SET PROBLEM ▸ Reproduce, without any change, the part of the rows that opens with the line containing "task: segment the bicycle saddle" and closes with the line containing "278L269 278L282 273L281", both lines included. Output nothing else.

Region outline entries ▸
....................
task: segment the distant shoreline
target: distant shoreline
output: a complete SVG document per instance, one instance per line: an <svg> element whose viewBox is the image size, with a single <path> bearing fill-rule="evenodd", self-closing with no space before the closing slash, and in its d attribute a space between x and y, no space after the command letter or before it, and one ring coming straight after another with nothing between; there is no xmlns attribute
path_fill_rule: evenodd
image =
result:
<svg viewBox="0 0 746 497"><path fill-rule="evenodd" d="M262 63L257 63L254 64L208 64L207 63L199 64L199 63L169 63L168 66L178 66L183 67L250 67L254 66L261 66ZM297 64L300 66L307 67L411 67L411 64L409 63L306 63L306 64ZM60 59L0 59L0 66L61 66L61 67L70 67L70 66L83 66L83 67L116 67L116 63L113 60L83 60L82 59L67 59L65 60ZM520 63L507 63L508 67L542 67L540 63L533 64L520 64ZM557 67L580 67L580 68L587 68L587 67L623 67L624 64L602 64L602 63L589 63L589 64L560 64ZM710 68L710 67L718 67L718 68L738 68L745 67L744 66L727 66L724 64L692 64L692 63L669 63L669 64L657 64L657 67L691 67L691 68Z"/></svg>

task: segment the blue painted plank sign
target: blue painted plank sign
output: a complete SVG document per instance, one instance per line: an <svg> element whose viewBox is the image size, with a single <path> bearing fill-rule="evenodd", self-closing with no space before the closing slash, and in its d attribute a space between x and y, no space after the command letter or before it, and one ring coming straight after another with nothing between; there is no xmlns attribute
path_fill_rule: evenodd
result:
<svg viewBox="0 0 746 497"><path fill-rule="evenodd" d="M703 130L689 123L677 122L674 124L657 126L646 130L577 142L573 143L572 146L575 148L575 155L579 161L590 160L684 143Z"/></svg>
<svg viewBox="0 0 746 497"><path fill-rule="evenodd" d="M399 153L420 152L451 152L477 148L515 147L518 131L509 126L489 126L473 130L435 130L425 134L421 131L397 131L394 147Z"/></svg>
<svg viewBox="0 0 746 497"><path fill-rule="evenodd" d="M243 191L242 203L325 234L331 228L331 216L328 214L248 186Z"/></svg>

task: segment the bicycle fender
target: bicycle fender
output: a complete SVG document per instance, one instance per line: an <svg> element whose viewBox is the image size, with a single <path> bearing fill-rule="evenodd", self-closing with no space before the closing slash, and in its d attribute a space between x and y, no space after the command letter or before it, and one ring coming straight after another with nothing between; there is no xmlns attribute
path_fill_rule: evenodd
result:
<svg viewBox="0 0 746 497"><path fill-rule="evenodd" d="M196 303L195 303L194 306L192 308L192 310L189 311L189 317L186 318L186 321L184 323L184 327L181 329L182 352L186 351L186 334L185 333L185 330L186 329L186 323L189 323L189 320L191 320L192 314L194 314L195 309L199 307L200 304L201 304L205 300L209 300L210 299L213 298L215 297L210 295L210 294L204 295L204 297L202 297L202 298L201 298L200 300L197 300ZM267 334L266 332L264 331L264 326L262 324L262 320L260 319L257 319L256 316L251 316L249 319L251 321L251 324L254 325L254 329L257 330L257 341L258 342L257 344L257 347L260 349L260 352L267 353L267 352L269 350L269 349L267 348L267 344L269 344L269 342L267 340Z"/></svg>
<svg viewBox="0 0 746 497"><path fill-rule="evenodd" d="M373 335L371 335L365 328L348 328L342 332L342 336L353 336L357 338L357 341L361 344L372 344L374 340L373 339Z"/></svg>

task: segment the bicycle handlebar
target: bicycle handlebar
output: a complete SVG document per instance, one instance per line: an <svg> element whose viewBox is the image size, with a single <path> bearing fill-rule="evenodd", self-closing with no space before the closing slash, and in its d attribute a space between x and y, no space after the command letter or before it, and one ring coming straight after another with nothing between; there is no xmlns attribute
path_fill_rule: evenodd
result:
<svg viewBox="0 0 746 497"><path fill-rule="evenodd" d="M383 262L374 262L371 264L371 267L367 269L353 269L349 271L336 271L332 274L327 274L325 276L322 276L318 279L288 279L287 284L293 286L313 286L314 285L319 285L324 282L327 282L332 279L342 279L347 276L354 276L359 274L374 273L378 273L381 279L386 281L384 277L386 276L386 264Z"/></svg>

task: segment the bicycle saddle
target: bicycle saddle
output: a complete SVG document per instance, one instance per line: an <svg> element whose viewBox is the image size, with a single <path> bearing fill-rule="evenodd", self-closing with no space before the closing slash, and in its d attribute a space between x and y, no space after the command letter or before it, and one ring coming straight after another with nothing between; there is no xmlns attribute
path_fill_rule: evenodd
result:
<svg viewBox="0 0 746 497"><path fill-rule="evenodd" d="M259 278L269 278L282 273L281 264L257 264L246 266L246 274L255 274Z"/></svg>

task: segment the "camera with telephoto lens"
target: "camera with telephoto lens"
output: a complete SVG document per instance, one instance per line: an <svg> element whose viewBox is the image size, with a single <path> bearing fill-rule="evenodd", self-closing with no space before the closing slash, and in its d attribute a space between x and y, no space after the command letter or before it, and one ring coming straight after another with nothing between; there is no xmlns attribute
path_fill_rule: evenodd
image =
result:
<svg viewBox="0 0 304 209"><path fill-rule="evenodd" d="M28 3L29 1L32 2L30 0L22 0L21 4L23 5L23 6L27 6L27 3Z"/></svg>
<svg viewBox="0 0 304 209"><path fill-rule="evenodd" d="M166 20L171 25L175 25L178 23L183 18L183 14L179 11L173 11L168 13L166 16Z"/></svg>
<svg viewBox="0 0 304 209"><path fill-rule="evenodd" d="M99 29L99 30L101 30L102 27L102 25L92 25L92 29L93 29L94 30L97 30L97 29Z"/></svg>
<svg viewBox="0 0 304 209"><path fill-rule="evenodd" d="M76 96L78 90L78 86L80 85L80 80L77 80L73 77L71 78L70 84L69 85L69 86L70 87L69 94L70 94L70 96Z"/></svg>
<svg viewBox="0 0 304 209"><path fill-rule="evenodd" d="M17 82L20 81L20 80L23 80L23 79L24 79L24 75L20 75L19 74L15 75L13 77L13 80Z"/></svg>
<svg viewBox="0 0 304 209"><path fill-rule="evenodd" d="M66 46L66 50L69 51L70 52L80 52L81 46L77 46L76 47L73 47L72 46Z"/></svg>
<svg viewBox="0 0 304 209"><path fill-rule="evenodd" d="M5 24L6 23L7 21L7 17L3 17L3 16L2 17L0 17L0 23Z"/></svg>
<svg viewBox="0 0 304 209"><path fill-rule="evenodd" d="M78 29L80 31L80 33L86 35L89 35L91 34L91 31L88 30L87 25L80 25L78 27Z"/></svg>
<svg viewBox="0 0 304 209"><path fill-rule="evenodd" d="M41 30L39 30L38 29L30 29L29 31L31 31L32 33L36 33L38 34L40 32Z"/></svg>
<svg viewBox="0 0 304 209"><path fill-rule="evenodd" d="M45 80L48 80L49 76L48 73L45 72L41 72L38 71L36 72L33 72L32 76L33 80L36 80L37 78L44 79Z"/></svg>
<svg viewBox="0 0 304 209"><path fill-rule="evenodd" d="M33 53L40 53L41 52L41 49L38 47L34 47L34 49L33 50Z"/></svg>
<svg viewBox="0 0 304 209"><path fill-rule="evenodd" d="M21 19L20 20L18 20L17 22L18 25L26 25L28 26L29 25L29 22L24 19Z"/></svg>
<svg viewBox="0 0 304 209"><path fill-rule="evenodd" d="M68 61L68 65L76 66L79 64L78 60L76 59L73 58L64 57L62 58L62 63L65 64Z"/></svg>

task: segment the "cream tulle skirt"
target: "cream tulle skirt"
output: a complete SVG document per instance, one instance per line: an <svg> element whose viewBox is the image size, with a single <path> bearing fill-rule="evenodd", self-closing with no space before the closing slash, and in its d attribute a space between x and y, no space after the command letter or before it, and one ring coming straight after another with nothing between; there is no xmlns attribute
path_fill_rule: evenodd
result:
....................
TASK SOLUTION ▸
task: segment the bicycle saddle
target: bicycle saddle
output: a complete SVG document per instance, one instance per line: an <svg> element whose viewBox is the image size, with a single <path> bearing fill-rule="evenodd", self-closing with no space before the closing slash, and in its d attribute a space between x and y, no space after the command letter or before it, and one ring coming straight after another with nothing between; there is no xmlns attribute
path_fill_rule: evenodd
result:
<svg viewBox="0 0 746 497"><path fill-rule="evenodd" d="M259 278L269 278L282 273L281 264L257 264L246 266L246 274L255 274Z"/></svg>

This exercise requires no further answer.